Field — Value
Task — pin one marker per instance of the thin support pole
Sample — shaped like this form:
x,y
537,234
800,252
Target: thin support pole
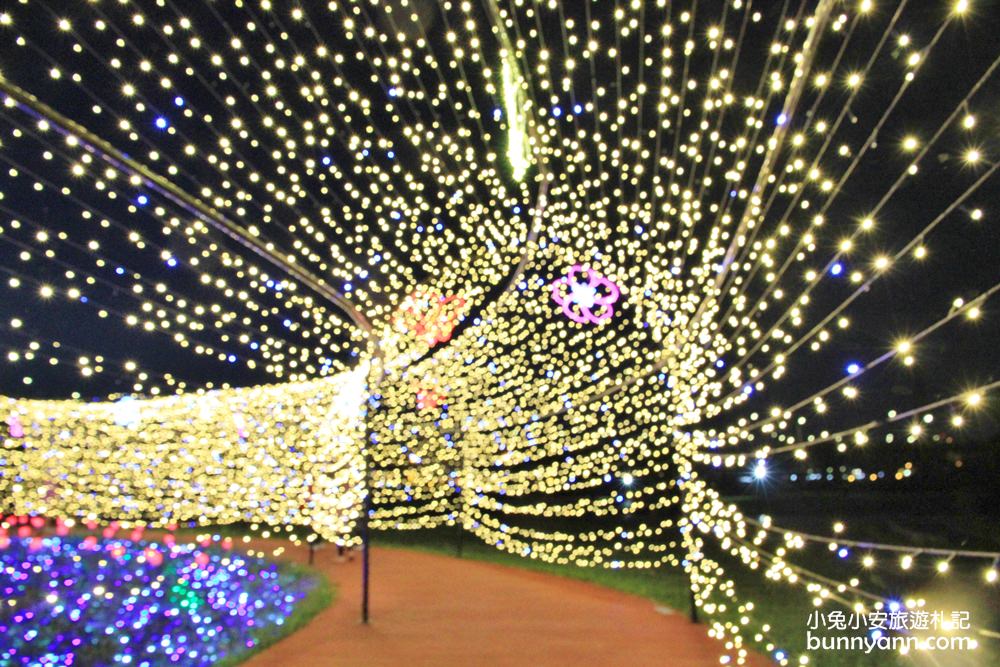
x,y
460,509
365,547
375,380
694,605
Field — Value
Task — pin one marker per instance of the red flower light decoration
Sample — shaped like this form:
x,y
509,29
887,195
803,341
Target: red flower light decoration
x,y
585,295
430,316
- - - - -
**REQUIRED ACTION:**
Please transcribe every record above exactly as written, leaving out the pictures.

**TASK OUTPUT:**
Field — Value
Task — pin one marker per instance of the thin support pole
Sample — shaped like this form:
x,y
537,234
800,252
Target: thin support pole
x,y
460,509
365,547
375,380
694,605
Field — Value
Task — pin one marker per instance of the red flower light decoration
Sample — shaped like this form:
x,y
509,29
887,195
803,341
Target: red flower light decoration
x,y
585,295
430,316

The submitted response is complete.